# The data start

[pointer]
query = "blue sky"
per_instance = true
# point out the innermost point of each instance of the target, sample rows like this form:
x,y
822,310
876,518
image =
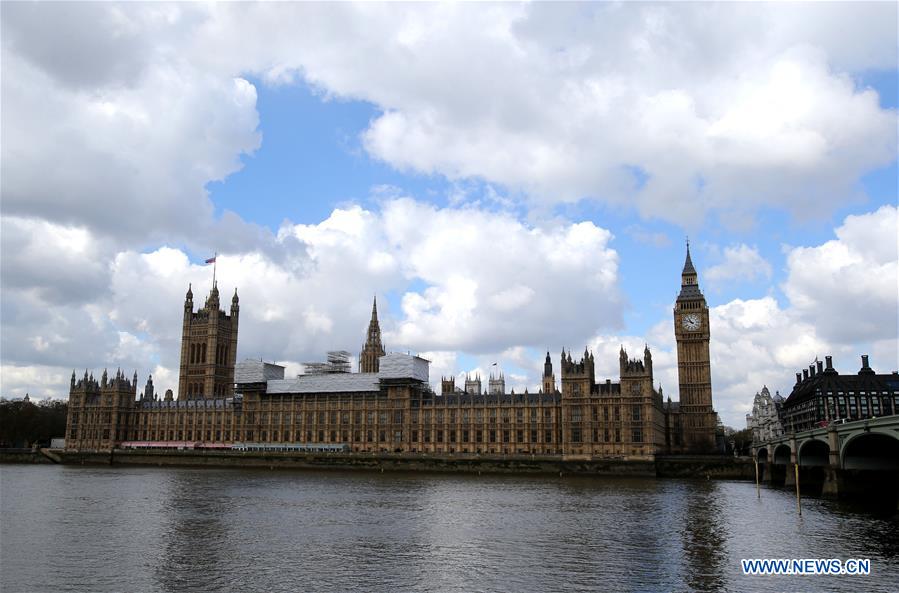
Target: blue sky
x,y
506,178
311,161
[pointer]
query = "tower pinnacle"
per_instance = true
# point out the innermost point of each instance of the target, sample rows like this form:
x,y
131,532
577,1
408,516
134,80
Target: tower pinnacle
x,y
373,348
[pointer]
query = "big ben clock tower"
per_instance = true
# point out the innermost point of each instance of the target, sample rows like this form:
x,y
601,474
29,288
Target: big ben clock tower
x,y
691,329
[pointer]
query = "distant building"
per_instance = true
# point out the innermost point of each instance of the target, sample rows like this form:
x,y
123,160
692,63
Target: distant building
x,y
764,421
373,349
698,419
822,396
389,404
208,348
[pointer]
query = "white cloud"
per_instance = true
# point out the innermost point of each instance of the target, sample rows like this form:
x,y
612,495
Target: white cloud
x,y
118,115
849,287
741,262
489,282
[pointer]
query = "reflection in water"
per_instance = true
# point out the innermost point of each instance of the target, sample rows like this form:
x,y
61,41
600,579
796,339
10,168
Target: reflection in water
x,y
169,529
194,539
704,538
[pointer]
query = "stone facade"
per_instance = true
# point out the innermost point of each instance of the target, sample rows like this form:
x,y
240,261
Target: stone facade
x,y
764,421
208,348
691,330
389,405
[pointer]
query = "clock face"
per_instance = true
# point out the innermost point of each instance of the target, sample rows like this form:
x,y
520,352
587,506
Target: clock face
x,y
691,322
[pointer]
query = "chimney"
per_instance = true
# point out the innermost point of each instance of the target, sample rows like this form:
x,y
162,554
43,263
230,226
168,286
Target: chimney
x,y
865,370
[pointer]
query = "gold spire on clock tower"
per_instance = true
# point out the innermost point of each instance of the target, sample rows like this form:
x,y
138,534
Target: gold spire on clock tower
x,y
691,329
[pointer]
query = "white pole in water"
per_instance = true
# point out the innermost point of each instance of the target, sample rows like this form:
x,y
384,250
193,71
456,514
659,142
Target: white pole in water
x,y
758,492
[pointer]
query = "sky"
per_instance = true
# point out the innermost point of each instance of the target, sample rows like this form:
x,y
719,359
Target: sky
x,y
508,179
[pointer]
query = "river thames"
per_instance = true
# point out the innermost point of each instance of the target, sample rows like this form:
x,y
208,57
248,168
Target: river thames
x,y
67,528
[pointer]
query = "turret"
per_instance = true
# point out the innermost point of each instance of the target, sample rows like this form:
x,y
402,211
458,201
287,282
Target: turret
x,y
865,370
149,393
189,301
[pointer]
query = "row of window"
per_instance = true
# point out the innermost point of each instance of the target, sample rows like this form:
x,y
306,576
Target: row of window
x,y
371,436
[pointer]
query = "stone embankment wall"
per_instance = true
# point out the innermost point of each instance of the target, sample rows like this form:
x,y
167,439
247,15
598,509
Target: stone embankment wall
x,y
700,467
23,456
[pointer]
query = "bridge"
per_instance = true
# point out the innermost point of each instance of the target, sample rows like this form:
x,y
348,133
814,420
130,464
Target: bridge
x,y
845,458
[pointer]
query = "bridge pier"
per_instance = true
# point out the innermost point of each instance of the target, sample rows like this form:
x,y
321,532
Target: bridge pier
x,y
832,479
790,476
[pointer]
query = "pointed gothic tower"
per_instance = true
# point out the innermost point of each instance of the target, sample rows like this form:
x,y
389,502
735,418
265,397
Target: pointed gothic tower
x,y
549,379
373,348
208,348
691,330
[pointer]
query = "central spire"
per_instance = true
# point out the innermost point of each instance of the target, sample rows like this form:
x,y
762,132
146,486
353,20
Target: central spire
x,y
373,348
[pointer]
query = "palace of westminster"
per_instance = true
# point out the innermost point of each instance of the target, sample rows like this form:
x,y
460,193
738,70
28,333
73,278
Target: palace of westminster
x,y
389,406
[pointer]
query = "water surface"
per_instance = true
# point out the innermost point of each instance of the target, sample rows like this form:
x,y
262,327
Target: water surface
x,y
73,528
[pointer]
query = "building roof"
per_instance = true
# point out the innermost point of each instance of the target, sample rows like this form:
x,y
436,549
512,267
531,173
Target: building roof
x,y
257,371
330,383
830,381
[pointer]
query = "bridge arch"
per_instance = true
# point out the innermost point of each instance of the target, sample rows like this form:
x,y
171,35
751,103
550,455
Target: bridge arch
x,y
813,453
871,450
782,454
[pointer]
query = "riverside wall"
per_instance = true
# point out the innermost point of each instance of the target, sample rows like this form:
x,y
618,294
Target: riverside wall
x,y
699,467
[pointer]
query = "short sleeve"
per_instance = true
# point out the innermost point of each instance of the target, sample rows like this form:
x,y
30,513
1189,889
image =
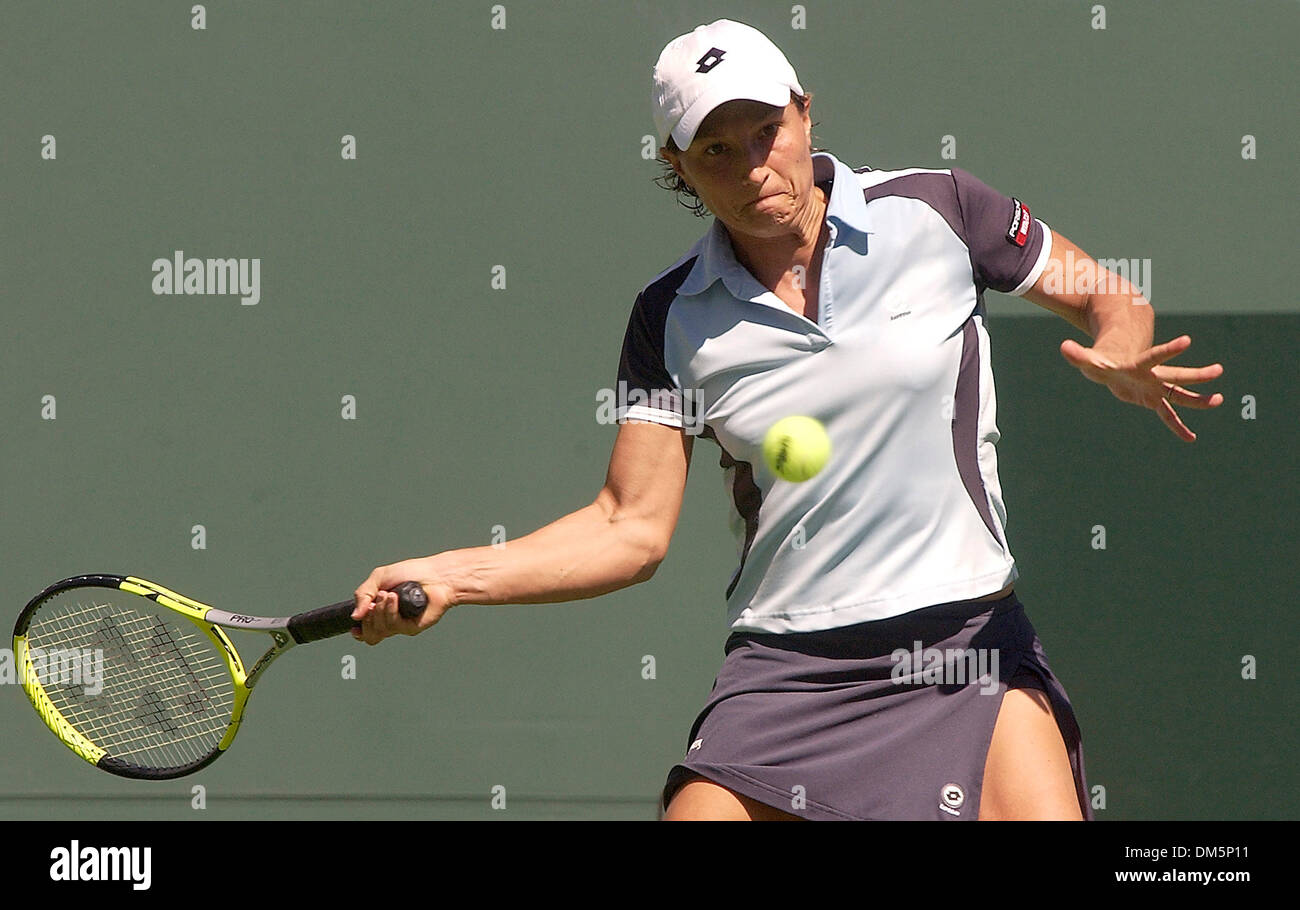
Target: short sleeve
x,y
645,390
1009,247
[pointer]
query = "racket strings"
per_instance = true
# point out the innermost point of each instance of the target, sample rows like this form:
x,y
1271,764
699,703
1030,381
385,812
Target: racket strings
x,y
163,697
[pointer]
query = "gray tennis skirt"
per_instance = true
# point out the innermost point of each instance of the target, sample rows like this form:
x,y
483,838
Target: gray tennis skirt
x,y
882,720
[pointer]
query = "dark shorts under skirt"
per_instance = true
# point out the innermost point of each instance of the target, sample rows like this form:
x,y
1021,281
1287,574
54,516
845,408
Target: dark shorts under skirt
x,y
837,724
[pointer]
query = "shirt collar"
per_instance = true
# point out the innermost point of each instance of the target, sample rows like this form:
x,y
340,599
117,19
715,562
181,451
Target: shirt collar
x,y
716,260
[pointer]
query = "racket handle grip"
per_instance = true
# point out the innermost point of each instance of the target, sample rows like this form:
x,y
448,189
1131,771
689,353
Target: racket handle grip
x,y
337,618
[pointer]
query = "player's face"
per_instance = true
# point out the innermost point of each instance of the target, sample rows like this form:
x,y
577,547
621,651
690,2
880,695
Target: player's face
x,y
752,167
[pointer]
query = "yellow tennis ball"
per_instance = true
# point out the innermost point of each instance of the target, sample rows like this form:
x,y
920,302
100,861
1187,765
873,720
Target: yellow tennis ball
x,y
796,449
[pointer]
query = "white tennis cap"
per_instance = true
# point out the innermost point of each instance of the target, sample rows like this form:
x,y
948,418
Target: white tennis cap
x,y
716,63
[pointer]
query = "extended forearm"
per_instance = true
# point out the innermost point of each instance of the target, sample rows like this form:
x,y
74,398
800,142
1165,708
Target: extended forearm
x,y
584,554
1119,319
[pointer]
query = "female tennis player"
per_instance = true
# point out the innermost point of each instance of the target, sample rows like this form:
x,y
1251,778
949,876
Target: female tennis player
x,y
879,663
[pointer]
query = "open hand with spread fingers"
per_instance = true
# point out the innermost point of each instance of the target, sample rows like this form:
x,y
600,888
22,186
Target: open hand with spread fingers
x,y
1144,380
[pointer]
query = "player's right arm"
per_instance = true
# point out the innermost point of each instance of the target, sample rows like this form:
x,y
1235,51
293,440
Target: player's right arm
x,y
618,540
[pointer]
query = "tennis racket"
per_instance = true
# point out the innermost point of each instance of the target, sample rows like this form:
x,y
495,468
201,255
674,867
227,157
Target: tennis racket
x,y
142,681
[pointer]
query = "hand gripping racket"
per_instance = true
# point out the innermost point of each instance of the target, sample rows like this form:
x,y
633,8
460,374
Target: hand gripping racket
x,y
142,681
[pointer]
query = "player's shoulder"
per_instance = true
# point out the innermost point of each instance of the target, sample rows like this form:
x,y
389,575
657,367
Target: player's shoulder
x,y
900,178
664,285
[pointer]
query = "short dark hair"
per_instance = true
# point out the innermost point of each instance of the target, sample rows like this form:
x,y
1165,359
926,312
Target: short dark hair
x,y
687,195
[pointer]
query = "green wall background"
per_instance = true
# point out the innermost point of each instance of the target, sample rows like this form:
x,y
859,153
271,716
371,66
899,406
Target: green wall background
x,y
476,407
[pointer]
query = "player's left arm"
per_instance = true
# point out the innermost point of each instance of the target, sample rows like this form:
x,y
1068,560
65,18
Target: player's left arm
x,y
1121,323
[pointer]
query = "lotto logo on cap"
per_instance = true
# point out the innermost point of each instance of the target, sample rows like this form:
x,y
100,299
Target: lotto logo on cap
x,y
716,63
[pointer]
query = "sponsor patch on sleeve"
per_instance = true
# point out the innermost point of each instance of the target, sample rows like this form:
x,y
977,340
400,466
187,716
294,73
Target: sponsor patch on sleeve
x,y
1019,230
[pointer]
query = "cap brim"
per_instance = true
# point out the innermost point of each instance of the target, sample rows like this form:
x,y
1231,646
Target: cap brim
x,y
776,94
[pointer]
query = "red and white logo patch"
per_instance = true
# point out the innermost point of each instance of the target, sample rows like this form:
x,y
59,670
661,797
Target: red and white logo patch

# The data end

__What the task asks__:
Display every line in the rows above that includes the word "central".

__Expected output__:
query = "central spire"
Target: central spire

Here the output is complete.